Starting at the beginning of the entries and ending at the line that contains "top-left (153, 316), bottom-right (233, 389)", write out every line again, requests included. Shift each bounding box coordinate in the detected answers up by 18.

════

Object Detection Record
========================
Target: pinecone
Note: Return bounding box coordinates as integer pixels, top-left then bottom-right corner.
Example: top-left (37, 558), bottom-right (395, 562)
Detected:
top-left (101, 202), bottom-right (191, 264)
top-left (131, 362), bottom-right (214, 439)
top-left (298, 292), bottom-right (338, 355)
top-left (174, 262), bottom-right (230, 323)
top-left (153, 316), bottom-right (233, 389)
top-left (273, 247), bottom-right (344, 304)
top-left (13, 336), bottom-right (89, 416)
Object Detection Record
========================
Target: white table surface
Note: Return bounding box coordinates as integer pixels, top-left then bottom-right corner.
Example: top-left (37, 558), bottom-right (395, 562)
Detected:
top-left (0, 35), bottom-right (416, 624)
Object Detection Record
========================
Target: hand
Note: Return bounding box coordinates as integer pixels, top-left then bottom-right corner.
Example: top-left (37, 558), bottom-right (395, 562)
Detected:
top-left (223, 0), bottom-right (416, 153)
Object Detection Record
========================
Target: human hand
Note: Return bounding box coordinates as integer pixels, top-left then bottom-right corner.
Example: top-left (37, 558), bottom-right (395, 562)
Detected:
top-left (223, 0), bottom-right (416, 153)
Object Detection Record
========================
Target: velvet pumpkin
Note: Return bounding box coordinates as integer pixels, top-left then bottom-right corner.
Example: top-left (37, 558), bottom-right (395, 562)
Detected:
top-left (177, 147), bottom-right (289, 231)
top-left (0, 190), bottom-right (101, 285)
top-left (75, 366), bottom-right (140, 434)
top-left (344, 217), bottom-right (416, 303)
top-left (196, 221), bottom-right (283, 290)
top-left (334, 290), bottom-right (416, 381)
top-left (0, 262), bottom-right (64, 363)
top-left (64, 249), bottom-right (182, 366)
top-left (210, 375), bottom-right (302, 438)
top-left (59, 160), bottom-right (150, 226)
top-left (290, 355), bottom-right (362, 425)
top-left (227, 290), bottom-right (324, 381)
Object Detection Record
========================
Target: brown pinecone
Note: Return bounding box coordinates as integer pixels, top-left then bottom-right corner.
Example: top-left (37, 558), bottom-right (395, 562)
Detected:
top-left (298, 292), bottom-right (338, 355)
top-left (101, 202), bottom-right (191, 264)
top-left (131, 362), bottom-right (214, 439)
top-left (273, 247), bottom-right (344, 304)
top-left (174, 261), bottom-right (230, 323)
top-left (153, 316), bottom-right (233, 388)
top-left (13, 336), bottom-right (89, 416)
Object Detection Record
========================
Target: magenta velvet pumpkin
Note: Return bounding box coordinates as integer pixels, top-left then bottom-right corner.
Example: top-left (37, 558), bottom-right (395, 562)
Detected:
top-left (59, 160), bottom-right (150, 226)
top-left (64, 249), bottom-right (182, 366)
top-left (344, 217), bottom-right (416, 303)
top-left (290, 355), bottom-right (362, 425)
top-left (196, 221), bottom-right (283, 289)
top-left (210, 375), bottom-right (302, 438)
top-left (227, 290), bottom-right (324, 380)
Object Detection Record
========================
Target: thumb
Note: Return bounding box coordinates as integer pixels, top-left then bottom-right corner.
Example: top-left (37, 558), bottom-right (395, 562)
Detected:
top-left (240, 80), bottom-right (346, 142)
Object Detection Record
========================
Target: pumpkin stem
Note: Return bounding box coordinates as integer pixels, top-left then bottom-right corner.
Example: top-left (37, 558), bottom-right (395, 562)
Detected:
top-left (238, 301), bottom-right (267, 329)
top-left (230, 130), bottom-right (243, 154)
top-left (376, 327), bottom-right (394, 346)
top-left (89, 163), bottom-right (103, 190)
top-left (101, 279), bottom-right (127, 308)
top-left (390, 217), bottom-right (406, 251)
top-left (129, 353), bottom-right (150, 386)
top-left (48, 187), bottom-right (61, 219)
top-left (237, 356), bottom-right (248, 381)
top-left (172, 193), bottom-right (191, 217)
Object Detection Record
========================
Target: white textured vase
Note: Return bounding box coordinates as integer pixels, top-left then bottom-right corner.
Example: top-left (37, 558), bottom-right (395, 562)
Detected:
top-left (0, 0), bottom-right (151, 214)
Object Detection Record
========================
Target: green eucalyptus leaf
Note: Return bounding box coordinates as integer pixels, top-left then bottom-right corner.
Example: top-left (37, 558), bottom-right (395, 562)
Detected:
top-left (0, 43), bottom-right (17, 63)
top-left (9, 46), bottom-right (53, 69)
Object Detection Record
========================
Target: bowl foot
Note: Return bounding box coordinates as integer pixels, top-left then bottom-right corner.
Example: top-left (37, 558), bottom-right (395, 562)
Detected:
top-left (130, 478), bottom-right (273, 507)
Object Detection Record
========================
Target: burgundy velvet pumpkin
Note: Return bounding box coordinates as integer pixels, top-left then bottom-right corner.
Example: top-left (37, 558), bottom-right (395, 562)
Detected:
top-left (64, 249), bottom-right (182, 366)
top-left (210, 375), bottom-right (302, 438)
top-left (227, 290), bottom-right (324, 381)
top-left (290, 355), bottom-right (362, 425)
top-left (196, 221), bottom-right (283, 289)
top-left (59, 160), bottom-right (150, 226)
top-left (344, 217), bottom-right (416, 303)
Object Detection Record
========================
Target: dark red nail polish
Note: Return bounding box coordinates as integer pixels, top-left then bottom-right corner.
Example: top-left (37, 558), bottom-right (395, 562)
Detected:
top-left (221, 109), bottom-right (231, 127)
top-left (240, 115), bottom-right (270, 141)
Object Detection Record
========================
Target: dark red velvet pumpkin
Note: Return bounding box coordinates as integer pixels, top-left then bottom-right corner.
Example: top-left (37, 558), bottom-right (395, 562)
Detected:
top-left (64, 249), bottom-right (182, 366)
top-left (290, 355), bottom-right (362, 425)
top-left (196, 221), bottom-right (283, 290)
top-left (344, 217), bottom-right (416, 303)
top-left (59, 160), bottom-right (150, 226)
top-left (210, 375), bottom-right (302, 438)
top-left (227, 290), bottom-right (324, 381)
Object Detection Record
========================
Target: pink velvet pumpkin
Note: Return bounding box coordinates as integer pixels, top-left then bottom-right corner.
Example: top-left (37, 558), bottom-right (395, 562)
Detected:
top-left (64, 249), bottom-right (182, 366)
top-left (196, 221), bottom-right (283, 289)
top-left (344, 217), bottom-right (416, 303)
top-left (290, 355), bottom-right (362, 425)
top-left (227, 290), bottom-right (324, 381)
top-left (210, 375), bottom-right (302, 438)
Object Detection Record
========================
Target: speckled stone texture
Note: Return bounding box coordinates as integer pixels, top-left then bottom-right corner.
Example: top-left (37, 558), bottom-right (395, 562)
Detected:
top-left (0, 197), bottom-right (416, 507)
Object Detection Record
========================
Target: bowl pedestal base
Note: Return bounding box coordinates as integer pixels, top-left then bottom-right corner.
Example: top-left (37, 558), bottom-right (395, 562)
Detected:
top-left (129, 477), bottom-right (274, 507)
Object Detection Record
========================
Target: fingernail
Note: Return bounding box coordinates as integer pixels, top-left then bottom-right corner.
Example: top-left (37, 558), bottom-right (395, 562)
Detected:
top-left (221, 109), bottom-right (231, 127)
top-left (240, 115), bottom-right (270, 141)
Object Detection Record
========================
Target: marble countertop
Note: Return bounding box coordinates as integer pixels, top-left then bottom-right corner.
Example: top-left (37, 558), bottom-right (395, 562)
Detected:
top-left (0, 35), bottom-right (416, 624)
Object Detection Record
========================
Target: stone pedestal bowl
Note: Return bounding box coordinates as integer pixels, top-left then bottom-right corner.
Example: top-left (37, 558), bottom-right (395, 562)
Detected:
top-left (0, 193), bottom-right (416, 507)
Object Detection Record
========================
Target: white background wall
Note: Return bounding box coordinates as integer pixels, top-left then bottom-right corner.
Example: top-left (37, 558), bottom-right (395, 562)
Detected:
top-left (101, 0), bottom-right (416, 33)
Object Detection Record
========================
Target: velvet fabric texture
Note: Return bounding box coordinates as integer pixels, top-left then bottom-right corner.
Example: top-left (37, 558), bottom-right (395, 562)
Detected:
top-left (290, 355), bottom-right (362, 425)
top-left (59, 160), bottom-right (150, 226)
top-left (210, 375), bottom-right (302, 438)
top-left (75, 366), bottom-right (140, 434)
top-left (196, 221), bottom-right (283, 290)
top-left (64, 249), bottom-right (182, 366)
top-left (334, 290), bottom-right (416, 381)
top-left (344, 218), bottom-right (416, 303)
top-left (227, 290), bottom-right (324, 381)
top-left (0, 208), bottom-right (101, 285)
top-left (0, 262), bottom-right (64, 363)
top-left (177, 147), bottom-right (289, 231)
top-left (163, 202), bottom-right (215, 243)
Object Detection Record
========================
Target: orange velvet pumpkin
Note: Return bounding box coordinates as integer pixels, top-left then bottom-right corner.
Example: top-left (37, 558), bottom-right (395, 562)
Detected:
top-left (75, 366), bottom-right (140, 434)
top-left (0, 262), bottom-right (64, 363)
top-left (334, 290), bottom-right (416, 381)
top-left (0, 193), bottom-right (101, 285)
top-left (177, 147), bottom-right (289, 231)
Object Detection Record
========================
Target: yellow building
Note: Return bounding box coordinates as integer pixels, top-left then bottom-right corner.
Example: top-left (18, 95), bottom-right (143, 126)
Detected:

════

— Exercise solution —
Object Detection Record
========================
Target: pinecone
Note: Return bounding box coordinates as integer pixels, top-left then bottom-right corner.
Example: top-left (37, 558), bottom-right (395, 562)
Detected:
top-left (119, 220), bottom-right (209, 282)
top-left (149, 380), bottom-right (232, 457)
top-left (316, 310), bottom-right (356, 373)
top-left (192, 280), bottom-right (248, 341)
top-left (171, 334), bottom-right (251, 407)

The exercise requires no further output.